Passage for review
================================
- From: Sean Martin <sjmm@us.ibm.com>
- Date: Mon, 14 Aug 2006 08:47:05 -0400
- To: public-semweb-lifesci@w3.org
- Message-ID: <OFD83EB16F.5E8A1B0C-ON852571CA.003E49A1-852571CA.00463A77@us.ibm.com>
Hello John, > > > How I've come to think about this is that some properties are intrinsic > > to the type of record, for a person, perhaps their SSN if American, and > > some are not, such as a person's age. But even this becomes context > > dependent if one wishes to track the state of the person once a year. > > If I understand the uniqueness requirement of LSIDs, then a new LSID for > "Michael Miller" must be created every year when the age property changes. This is not quite how it is meant to work. You would only create a new LSID for Michael Miller each year if he was a data file and somehow his bytes changed :-) In the case you describe Michael is more of an idea (sorry Michael!) with many facets, some that can be concretely represented as bytes (the bytes named) and some conceptual that can be described in metadata (that further describe the concept named) and have no associated unique data (that is named) bytes. You could use an LSID (or any kind of URI) without any directly associated data bytes to represent Michael as a central concept. Then a metadata graph associated with this conceptual URI might tell you his date of birth, it might also contain links to LSIDs and other URIs that contain separate concrete representations of Michael - for example x-ray images, MRIs, his DNA sequence or results for other tests that have a binary representation and where it makes sense to uniquely name each as a discrete data item. These different representations may even be made available in different contexts/formats (e.g. images of differing size, resolution or binary format like png and gif) and each with its own LSID. Similarly if for some reason one of these images is changed later (say a better algorithm for sharpening), that new image instance could be made available as an LSID revision by incrementing the version area of the LSID name. Kindest regards, Sean -- Sean Martin IBM Corp.
================================
The data
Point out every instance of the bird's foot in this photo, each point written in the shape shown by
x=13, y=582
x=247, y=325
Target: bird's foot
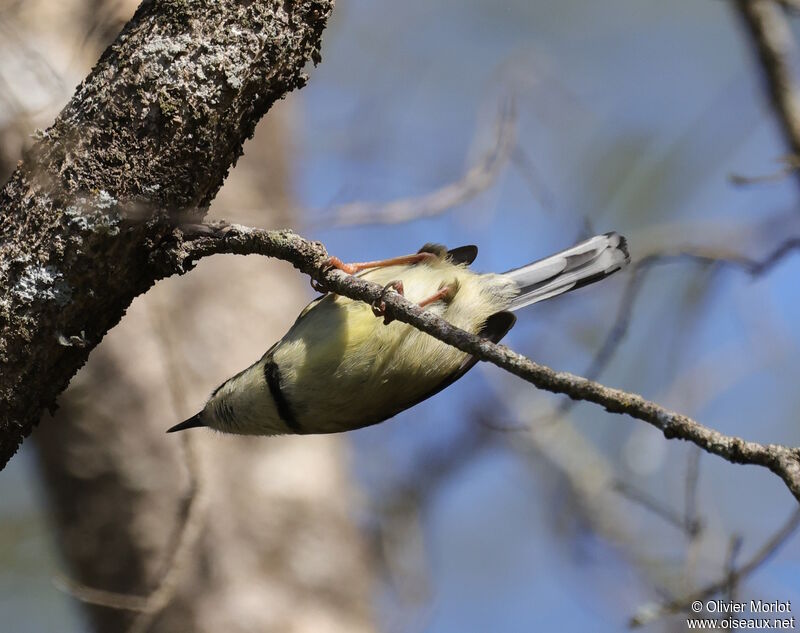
x=379, y=305
x=445, y=293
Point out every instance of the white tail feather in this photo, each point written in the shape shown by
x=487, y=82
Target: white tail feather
x=572, y=268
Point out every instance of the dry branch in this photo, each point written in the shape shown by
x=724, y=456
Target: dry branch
x=308, y=257
x=772, y=39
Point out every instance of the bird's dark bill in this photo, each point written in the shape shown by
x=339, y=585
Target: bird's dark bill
x=191, y=423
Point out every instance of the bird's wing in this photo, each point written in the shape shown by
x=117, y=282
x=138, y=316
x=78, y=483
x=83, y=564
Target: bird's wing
x=496, y=327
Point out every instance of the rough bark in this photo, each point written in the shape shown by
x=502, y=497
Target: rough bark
x=146, y=140
x=275, y=533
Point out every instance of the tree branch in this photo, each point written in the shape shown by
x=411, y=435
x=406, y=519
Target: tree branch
x=308, y=257
x=150, y=134
x=772, y=39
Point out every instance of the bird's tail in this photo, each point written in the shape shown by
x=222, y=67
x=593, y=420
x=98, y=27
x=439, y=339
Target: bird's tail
x=583, y=264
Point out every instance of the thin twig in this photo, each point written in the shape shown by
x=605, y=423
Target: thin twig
x=309, y=257
x=772, y=38
x=765, y=552
x=476, y=180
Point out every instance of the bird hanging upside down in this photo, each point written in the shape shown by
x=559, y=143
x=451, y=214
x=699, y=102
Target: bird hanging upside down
x=340, y=368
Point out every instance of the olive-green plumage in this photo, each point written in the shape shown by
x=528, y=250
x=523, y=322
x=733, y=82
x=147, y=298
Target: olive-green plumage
x=340, y=368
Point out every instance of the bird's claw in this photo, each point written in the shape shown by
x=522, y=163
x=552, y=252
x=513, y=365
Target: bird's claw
x=379, y=305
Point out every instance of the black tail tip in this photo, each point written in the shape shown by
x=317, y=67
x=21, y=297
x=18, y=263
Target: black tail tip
x=191, y=423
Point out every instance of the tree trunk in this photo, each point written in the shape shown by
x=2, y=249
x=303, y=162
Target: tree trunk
x=145, y=142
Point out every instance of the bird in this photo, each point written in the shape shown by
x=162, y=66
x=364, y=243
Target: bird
x=340, y=367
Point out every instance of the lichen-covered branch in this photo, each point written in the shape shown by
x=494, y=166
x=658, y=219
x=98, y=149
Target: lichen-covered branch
x=308, y=257
x=148, y=137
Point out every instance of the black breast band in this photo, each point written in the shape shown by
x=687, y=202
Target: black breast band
x=273, y=377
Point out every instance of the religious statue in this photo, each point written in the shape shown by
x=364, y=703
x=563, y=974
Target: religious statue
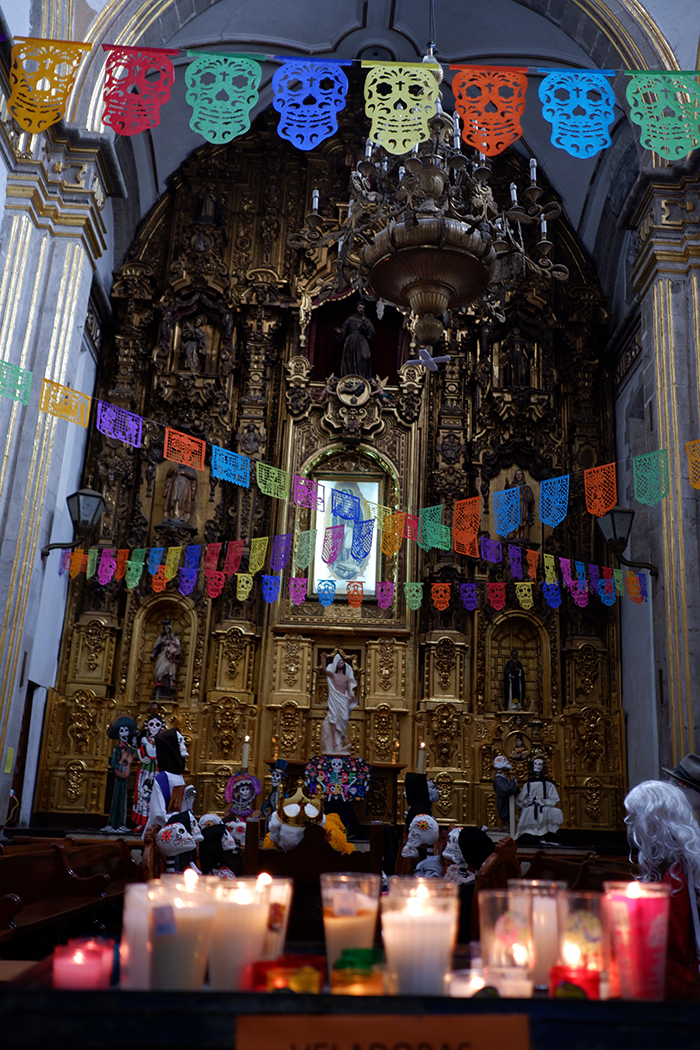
x=194, y=342
x=355, y=335
x=123, y=731
x=341, y=701
x=513, y=684
x=166, y=654
x=148, y=767
x=179, y=492
x=527, y=506
x=537, y=802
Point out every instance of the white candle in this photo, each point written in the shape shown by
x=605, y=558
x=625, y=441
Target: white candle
x=77, y=968
x=133, y=946
x=545, y=937
x=239, y=932
x=418, y=941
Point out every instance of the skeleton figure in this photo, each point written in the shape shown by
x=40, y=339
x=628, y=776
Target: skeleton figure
x=308, y=96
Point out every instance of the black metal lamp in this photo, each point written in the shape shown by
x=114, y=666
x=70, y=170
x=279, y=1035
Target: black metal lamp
x=85, y=508
x=616, y=526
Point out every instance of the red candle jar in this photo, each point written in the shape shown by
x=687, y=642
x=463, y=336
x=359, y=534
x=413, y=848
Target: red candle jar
x=573, y=982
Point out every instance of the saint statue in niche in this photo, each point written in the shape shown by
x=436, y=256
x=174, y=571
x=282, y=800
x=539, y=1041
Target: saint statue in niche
x=513, y=683
x=341, y=701
x=165, y=654
x=527, y=506
x=179, y=492
x=355, y=335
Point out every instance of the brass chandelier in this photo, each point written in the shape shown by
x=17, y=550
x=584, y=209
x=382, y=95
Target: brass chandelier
x=424, y=232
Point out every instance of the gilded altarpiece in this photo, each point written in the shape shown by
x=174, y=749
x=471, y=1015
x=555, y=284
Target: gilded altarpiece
x=218, y=333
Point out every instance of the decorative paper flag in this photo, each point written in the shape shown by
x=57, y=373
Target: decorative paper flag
x=41, y=77
x=154, y=559
x=333, y=543
x=426, y=518
x=393, y=533
x=172, y=562
x=579, y=593
x=469, y=595
x=666, y=108
x=550, y=570
x=580, y=107
x=134, y=568
x=298, y=589
x=272, y=481
x=552, y=594
x=326, y=592
x=306, y=492
x=76, y=563
x=309, y=95
x=593, y=576
x=158, y=582
x=345, y=505
x=64, y=402
x=651, y=477
x=182, y=448
x=215, y=583
x=234, y=552
x=15, y=382
x=303, y=553
x=362, y=536
x=693, y=453
x=385, y=591
x=91, y=562
x=230, y=466
x=400, y=101
x=465, y=525
x=119, y=424
x=506, y=510
x=281, y=549
x=524, y=595
x=271, y=587
x=244, y=586
x=211, y=557
x=355, y=593
x=64, y=561
x=491, y=103
x=633, y=588
x=491, y=549
x=414, y=594
x=553, y=500
x=441, y=594
x=107, y=566
x=257, y=554
x=496, y=595
x=533, y=563
x=132, y=93
x=607, y=591
x=600, y=484
x=410, y=527
x=221, y=90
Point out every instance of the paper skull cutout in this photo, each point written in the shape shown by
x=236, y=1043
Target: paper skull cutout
x=308, y=96
x=221, y=90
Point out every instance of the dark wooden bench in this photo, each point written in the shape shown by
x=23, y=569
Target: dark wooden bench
x=38, y=889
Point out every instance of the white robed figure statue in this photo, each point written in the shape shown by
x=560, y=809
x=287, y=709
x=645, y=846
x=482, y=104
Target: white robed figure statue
x=341, y=700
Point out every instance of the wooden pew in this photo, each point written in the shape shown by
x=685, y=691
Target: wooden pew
x=37, y=889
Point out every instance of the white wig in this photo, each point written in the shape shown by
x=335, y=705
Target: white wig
x=333, y=666
x=662, y=826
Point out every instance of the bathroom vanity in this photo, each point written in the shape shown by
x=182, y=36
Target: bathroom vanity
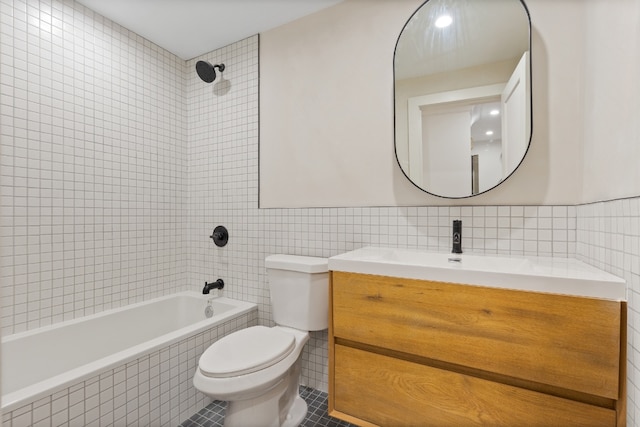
x=417, y=338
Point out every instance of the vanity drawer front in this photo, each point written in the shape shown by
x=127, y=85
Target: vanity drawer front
x=392, y=392
x=567, y=342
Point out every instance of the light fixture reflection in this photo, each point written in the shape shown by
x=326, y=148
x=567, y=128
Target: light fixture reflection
x=444, y=21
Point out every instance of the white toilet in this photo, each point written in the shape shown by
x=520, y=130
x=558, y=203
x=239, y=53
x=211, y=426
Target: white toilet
x=257, y=370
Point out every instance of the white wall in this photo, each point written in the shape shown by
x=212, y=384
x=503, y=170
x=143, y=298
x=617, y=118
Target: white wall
x=611, y=98
x=327, y=110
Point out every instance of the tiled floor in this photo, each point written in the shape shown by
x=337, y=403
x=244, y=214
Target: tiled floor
x=213, y=415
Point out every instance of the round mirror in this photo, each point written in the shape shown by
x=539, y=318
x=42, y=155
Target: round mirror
x=462, y=86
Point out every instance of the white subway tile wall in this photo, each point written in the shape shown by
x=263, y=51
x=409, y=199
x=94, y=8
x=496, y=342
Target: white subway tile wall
x=117, y=161
x=608, y=237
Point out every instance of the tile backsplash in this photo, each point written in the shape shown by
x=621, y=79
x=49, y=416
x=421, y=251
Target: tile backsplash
x=117, y=161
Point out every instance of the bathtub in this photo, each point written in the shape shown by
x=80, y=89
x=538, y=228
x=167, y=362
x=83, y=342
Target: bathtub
x=139, y=340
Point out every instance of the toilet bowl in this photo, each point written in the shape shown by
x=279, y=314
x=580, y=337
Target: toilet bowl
x=257, y=370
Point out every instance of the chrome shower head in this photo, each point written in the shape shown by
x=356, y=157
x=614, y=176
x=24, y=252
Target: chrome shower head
x=207, y=72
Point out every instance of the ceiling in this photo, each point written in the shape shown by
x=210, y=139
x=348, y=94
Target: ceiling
x=190, y=28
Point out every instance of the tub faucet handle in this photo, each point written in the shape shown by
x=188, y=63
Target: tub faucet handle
x=218, y=284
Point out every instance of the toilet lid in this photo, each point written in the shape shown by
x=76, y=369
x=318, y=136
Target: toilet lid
x=246, y=351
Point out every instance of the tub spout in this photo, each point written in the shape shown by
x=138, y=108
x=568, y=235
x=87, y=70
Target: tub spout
x=218, y=284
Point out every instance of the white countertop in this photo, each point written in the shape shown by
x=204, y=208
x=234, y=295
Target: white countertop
x=553, y=275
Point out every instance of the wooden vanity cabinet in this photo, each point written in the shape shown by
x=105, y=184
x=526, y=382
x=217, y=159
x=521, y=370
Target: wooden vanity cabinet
x=406, y=352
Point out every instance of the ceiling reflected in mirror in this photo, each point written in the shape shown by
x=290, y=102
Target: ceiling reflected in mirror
x=461, y=82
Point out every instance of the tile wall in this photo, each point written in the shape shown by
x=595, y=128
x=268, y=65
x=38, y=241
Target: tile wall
x=117, y=161
x=93, y=162
x=608, y=237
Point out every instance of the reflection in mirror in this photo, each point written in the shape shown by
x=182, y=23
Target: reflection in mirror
x=463, y=95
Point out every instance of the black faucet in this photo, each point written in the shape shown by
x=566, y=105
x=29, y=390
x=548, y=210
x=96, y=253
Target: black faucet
x=218, y=284
x=457, y=237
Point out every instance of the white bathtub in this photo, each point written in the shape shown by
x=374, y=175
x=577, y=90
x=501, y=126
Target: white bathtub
x=41, y=362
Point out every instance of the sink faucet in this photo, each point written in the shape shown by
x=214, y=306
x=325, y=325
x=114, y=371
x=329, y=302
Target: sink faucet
x=457, y=236
x=218, y=284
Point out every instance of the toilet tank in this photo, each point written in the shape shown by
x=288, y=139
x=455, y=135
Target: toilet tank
x=299, y=289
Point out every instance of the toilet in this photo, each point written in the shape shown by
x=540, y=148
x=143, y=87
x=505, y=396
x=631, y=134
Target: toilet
x=257, y=369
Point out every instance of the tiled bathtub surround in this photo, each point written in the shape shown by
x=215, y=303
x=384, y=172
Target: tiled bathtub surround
x=93, y=165
x=117, y=161
x=153, y=390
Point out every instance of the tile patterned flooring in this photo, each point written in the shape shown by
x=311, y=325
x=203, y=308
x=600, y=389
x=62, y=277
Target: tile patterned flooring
x=213, y=414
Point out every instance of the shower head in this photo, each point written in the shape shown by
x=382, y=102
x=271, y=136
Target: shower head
x=207, y=72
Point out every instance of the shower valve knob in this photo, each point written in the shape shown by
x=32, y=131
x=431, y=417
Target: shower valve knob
x=220, y=236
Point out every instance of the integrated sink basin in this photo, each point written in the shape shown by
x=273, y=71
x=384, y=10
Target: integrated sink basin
x=553, y=275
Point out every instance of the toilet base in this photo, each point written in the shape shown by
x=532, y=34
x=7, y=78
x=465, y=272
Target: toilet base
x=281, y=406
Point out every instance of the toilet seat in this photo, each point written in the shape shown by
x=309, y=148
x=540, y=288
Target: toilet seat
x=246, y=351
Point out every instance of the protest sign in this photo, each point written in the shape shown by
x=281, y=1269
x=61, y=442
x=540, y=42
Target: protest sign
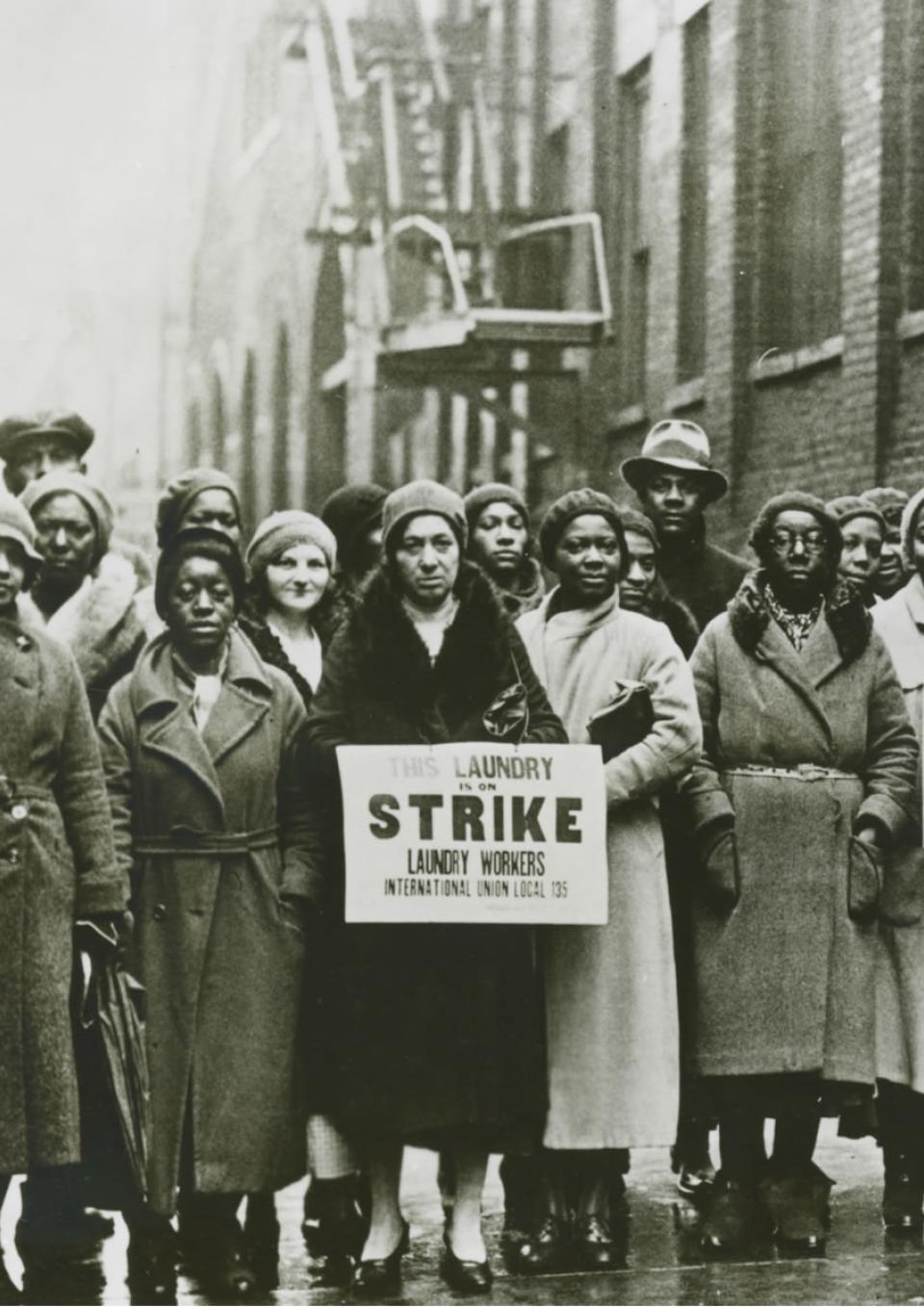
x=475, y=833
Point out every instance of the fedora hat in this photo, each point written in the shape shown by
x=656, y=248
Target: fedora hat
x=678, y=445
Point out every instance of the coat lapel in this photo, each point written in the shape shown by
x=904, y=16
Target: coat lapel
x=165, y=722
x=244, y=701
x=800, y=672
x=20, y=679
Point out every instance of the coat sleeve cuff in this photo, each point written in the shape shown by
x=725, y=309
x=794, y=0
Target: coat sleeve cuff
x=97, y=897
x=709, y=813
x=884, y=811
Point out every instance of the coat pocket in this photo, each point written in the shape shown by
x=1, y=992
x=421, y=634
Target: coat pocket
================================
What this task involves
Copy out the entire email about LSIDs, word for word. The listing has no connection to the email about LSIDs.

Response for this exercise
- From: Sean Martin <sjmm@us.ibm.com>
- Date: Mon, 14 Aug 2006 08:47:05 -0400
- To: public-semweb-lifesci@w3.org
- Message-ID: <OFD83EB16F.5E8A1B0C-ON852571CA.003E49A1-852571CA.00463A77@us.ibm.com>
Hello John, > > > How I've come to think about this is that some properties are intrinsic > > to the type of record, for a person, perhaps their SSN if American, and > > some are not, such as a person's age. But even this becomes context > > dependent if one wishes to track the state of the person once a year. > > If I understand the uniqueness requirement of LSIDs, then a new LSID for > "Michael Miller" must be created every year when the age property changes. This is not quite how it is meant to work. You would only create a new LSID for Michael Miller each year if he was a data file and somehow his bytes changed :-) In the case you describe Michael is more of an idea (sorry Michael!) with many facets, some that can be concretely represented as bytes (the bytes named) and some conceptual that can be described in metadata (that further describe the concept named) and have no associated unique data (that is named) bytes. You could use an LSID (or any kind of URI) without any directly associated data bytes to represent Michael as a central concept. Then a metadata graph associated with this conceptual URI might tell you his date of birth, it might also contain links to LSIDs and other URIs that contain separate concrete representations of Michael - for example x-ray images, MRIs, his DNA sequence or results for other tests that have a binary representation and where it makes sense to uniquely name each as a discrete data item. These different representations may even be made available in different contexts/formats (e.g. images of differing size, resolution or binary format like png and gif) and each with its own LSID. Similarly if for some reason one of these images is changed later (say a better algorithm for sharpening), that new image instance could be made available as an LSID revision by incrementing the version area of the LSID name. Kindest regards, Sean -- Sean Martin IBM Corp.